BEGIN TEXT SECTION
Skip to main content
  1. Posts/

Migrating to AWS CloudFront

··2326 words·11 mins·

This blog moved from Wordpress to Hugo back in 2020 and that was a great decision. Static blog generators free you from the vast majority of blog hosting security risks (but some still exist) and they give you the freedom to host your blog almost anywhere.

I’ve tried a few hosting methods for the blog so far:

  1. On a VPS or on cloud instances
  2. With a third party static hosting specialist, such as Netlify
  3. In GitHub or GitLab Pages
  4. Using CloudFlare Pages
  5. Object storage with a CDN (Backblaze/CloudFlare)

All of them have their advantages and disadvantages.

For example, running on a VPS with a web server like nginx gives you a ton of control over every aspect of the site, but then there’s a server to manage. GitHub pages provides a fast and free option for hosting a static blog from a git repository, but you give up lots of control and access to metrics.

I’ve been a bit leery of free offerings in the past because they can easily be taken away or they may suddenly begin charging for the service. Often times the free services turn me into the product.

After hacking with AWS CloudFront this week at work, I set off on an expedition to see if I could host this blog with it.1

Architecture #

As with most cloud-related deployments, we stitch together a few different cloud services to make the magic happen. Here’s the goal at a high level:

  1. GitHub Actions should build the blog content using Hugo and ship that content to a bucket in AWS S3.
  2. AWS CloudFront serves the content from the S3 bucket to visitors around the world.
  3. Logs from website visitors are placed in a different S3 bucket.

How much does all of this cost? The first step for any AWS deployment involves a quick look at the AWS Free Tier list:

  • IAM roles and policies are already free. 🎉
  • AWS S3 gives you 5GB free for the first 12 months and then it’s $0.023/GB/month after that.2
  • AWS CloudFront allows 1TB of data transfer and 10M requests per month.
  • We’re building our static content in GitHub Actions and that’s free already.

My blog uses about 218MB of storage and transfers less than 1TB per month. My bill should easily come in under $1.

Let’s get started.

Configure the storage #

Our first stop on the blog hosting train is AWS S3. The S3 bucket holds the static files that make up the site. 🪣

We need two buckets:

  1. One bucket for our static blog content
  2. Another bucket for our CloudFront access logs

Let’s start with the bucket for our static blog content:

  1. Create a bucket to hold your website content and choose your preferred region.
  2. Scroll down to the Block Public Access settings for this bucket section and uncheck the Block all public access box.
  3. Acknowledge that you want this content to be public by checking the box.
  4. Add any tags (optional) and click Create bucket.
  5. Go back to the bucket listing and click the bucket you just made.
  6. Click the Properties tab and scroll to the bottom.
  7. Find the Static website hosting section and click Edit on the right.
  8. Click Save changes. (The defaults fit almost everybody.)

Let’s go back and make the logs bucket:

  1. Create a second bucket to hold the CloudFront logs.
  2. Use the defaults this time and click Create bucket.

Our storage is ready to go!
END TEXT SECTION
BEGIN EXTRACTED ENTRIES
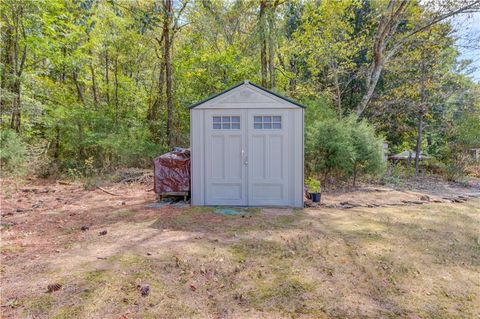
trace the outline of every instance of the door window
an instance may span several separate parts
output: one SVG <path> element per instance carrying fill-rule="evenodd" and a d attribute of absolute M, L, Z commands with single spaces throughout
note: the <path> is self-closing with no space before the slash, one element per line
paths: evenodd
<path fill-rule="evenodd" d="M 258 130 L 281 129 L 282 117 L 277 115 L 254 116 L 253 128 Z"/>
<path fill-rule="evenodd" d="M 240 116 L 214 116 L 212 125 L 214 130 L 239 130 Z"/>

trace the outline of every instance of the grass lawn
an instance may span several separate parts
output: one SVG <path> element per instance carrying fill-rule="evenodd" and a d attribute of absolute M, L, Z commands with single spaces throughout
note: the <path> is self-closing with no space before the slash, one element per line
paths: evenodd
<path fill-rule="evenodd" d="M 2 318 L 480 315 L 479 199 L 244 216 L 129 201 L 12 219 Z"/>

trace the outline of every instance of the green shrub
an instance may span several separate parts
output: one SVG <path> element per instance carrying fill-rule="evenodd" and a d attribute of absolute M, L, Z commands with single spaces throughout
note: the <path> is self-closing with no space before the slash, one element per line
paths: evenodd
<path fill-rule="evenodd" d="M 318 179 L 310 177 L 305 181 L 310 193 L 320 193 L 322 190 L 321 183 Z"/>
<path fill-rule="evenodd" d="M 353 160 L 351 129 L 337 119 L 326 119 L 313 123 L 307 129 L 306 162 L 307 170 L 323 175 L 326 185 L 329 174 L 348 174 Z"/>
<path fill-rule="evenodd" d="M 350 118 L 349 123 L 354 149 L 352 175 L 355 187 L 358 173 L 378 174 L 384 171 L 383 138 L 378 137 L 375 128 L 365 120 L 355 122 L 353 118 Z"/>
<path fill-rule="evenodd" d="M 2 174 L 21 175 L 27 171 L 27 144 L 13 130 L 0 132 L 0 165 Z"/>
<path fill-rule="evenodd" d="M 307 173 L 323 175 L 324 185 L 332 173 L 353 176 L 355 186 L 358 174 L 379 174 L 385 169 L 383 139 L 365 120 L 330 117 L 314 122 L 307 129 L 305 144 Z"/>

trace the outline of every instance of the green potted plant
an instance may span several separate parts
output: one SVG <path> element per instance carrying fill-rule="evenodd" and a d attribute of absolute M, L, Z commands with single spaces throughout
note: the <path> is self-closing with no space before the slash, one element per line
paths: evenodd
<path fill-rule="evenodd" d="M 322 196 L 322 187 L 320 181 L 313 177 L 310 177 L 306 180 L 306 184 L 312 202 L 319 203 Z"/>

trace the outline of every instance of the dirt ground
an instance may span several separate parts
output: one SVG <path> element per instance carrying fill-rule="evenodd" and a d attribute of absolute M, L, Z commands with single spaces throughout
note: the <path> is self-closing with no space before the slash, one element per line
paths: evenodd
<path fill-rule="evenodd" d="M 105 188 L 120 196 L 3 181 L 1 318 L 480 316 L 477 188 L 371 186 L 238 216 Z"/>

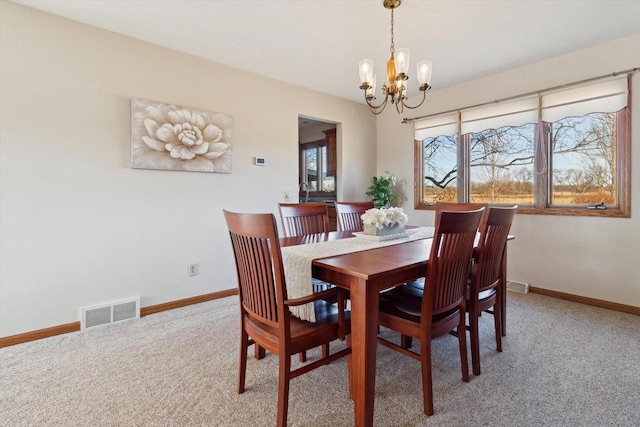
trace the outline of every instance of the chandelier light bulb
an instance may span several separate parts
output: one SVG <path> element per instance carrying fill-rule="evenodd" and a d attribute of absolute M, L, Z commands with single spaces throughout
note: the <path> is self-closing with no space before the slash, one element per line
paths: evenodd
<path fill-rule="evenodd" d="M 431 69 L 432 64 L 431 61 L 420 61 L 418 62 L 418 82 L 420 86 L 427 85 L 429 86 L 429 82 L 431 81 Z"/>
<path fill-rule="evenodd" d="M 371 85 L 373 78 L 373 61 L 370 59 L 363 59 L 359 64 L 360 68 L 360 82 L 364 86 L 365 84 Z"/>
<path fill-rule="evenodd" d="M 365 92 L 365 96 L 367 98 L 373 99 L 376 96 L 376 75 L 375 74 L 371 77 L 370 86 L 371 87 L 369 89 L 367 89 L 367 91 Z"/>
<path fill-rule="evenodd" d="M 410 51 L 406 47 L 396 49 L 395 53 L 396 62 L 396 80 L 400 77 L 401 80 L 406 80 L 407 72 L 409 71 L 409 56 Z"/>

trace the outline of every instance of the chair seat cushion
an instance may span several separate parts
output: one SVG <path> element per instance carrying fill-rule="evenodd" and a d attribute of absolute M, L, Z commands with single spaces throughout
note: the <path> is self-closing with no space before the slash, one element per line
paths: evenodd
<path fill-rule="evenodd" d="M 314 303 L 316 321 L 308 322 L 291 316 L 291 354 L 317 347 L 325 342 L 338 339 L 338 307 L 319 300 Z M 351 333 L 350 311 L 344 312 L 345 335 Z M 278 329 L 247 317 L 249 335 L 258 334 L 269 341 L 277 342 Z M 302 340 L 302 341 L 301 341 Z"/>
<path fill-rule="evenodd" d="M 380 311 L 415 323 L 420 323 L 420 311 L 422 309 L 422 296 L 424 291 L 419 285 L 419 282 L 411 282 L 380 294 Z M 457 309 L 437 314 L 433 316 L 432 325 L 436 327 L 439 324 L 447 323 L 457 317 L 457 315 Z"/>

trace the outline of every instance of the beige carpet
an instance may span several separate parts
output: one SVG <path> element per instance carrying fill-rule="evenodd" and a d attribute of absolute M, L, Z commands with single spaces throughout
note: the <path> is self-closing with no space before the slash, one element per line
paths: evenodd
<path fill-rule="evenodd" d="M 502 353 L 482 317 L 469 383 L 456 339 L 434 341 L 432 417 L 418 362 L 379 347 L 375 425 L 640 425 L 640 317 L 513 292 L 508 313 Z M 0 349 L 0 425 L 275 425 L 275 356 L 250 358 L 236 393 L 238 323 L 234 296 Z M 353 425 L 346 372 L 342 359 L 294 379 L 289 425 Z"/>

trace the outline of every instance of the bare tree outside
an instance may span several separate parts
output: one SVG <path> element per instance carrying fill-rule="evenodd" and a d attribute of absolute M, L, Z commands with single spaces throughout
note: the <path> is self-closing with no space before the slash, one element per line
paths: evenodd
<path fill-rule="evenodd" d="M 471 134 L 471 202 L 533 203 L 534 124 Z"/>
<path fill-rule="evenodd" d="M 426 138 L 423 143 L 423 198 L 428 203 L 456 201 L 458 135 Z"/>
<path fill-rule="evenodd" d="M 615 204 L 616 113 L 591 113 L 551 124 L 552 203 Z"/>

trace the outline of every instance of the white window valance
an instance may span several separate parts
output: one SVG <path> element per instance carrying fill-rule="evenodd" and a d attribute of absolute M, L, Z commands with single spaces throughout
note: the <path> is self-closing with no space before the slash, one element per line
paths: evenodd
<path fill-rule="evenodd" d="M 627 77 L 542 94 L 542 120 L 557 122 L 589 113 L 615 113 L 627 106 Z"/>
<path fill-rule="evenodd" d="M 461 113 L 462 133 L 537 123 L 538 103 L 537 96 L 527 96 L 464 110 Z"/>
<path fill-rule="evenodd" d="M 415 139 L 437 138 L 458 133 L 458 112 L 440 114 L 414 122 Z"/>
END EXTRACTED ENTRIES
EXERCISES:
A. In the records, copy out every line verbatim, starting at the line with "trace the outline of every instance of the green potted" and continuing up to and including the line with "322 196 L 322".
B. Extend the post on migrating a blog to AWS CloudFront, picking up after its last sentence.

ANSWERS IN ORDER:
A.
trace the outline of every instance of the green potted plant
an instance may span several separate parts
output: one SVG <path> element per instance carrying fill-rule="evenodd" and a d attribute of absolute M, L, Z commands with single spaces throughout
note: the <path> is self-closing with no space before the slash, one element per line
paths: evenodd
<path fill-rule="evenodd" d="M 322 196 L 322 187 L 320 181 L 313 177 L 310 177 L 306 180 L 306 184 L 312 202 L 319 203 Z"/>

B.
Getting certificates #

AWS provides a domain validated certificates for free via AWS Certificate Manager (ACM). Once you make a certificate request, ACM provides you with a DNS record that must appear when ACM queries your domain name.

Let’s request a certificate:

  1. Go to the Request certificate page.
  2. Ensure Request a public certificate is active and click Next.
  3. Provide the fully qualified domain name for your blog. That’s major.io for this blog. Do not include any http:// or https:// there.
  4. Click Request certificate.

Now you should see your requested certificate in the list along with the Pending validation status. Click the certificate ID and take a look at the Domains section on the next page. You should see a CNAME name and CNAME value on the far right.

Go to your DNS provider and create a DNS record that matches. ACM will query your domain using the CNAME name and it expects to see the CNAME value returned. Once the DNS record is in place, wait a minute or two for ACM to check the DNS record and flip the status to a green Issued status.

Go on to the next step once you see that green status on the certificate.

Provision the CDN #

This is where we begin connecting some dots. CloudFront will serve content from the S3 bucket via a worldwide CDN and it uses the certificate we created in the last step.

Start by clicking Create Distrbution at the top right of the main CloudFront page:

  1. For Origin domain, choose the S3 bucket you created for your static blog content.
  2. CloudFront will immediately suggest using the website endpoint instead, so click Use website endpoint.
  3. Choose a memorable name in case you host multiple sites on CloudFront.
  4. Scroll down to Viewer and change Viewer Protocol Policy to Redirect HTTP to HTTPS.
  5. Scroll down to Alternate domain name (CNAME) and use the same domain name that you used for your certificate.
  6. Just below that line, choose your certificate from the list under Custom SSL certificate.
  7. Enable HTTP/3 if you want to be fancy. 😉
  8. For Default root object, type index.html so that it will be served when a user requests a bare directory, like https://example.com/tags/.
  9. Enable Standard logging and choose your logs bucket (not the blog static content bucket).
  10. The page might ask you enable ACLs on your bucket so CloudFront can drop off logs. Click to accept that option.
  11. Click Create distribution.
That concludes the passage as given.